> **Short task**
Find each line in the records below that contains the word "black" and copy those lines. Treat uppercase and lowercase as different.

> **Input data**
....................
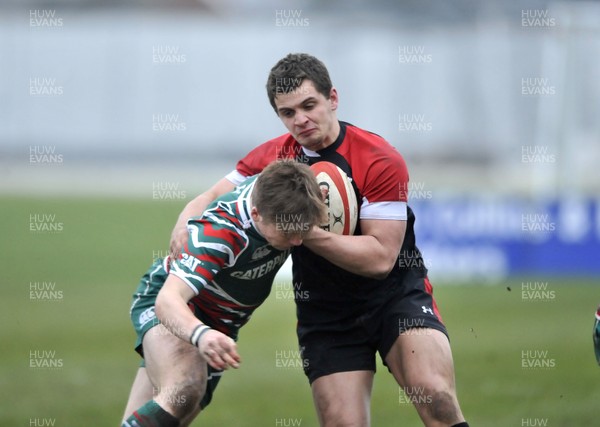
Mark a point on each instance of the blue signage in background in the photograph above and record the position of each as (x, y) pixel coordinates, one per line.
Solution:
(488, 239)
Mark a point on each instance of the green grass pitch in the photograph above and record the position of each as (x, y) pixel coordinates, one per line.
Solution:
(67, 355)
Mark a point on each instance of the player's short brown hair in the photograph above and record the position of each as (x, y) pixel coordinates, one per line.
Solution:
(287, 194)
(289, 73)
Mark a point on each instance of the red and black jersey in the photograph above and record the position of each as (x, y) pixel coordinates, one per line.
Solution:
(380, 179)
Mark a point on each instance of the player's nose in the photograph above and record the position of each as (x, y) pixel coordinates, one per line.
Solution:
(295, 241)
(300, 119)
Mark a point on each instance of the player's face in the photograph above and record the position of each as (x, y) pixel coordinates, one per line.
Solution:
....................
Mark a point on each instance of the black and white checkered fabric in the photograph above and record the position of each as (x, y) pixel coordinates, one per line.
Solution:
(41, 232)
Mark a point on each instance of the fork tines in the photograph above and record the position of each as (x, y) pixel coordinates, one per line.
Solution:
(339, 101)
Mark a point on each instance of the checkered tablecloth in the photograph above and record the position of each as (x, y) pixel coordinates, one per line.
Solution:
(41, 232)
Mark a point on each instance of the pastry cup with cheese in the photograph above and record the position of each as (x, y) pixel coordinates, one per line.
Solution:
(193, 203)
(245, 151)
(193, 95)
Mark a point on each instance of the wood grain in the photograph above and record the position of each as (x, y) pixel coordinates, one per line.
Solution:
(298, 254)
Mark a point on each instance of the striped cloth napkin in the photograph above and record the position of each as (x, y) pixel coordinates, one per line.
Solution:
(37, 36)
....................
> **Reply to the exercise**
Mark a point on each instance of the red and black jersey in the photograph above and record the position of each as (x, y) pixel coordinates, one per line.
Mark a point on each instance of the black and white checkered fabric in the photograph above and record the position of each as (x, y) pixel coordinates, one per line.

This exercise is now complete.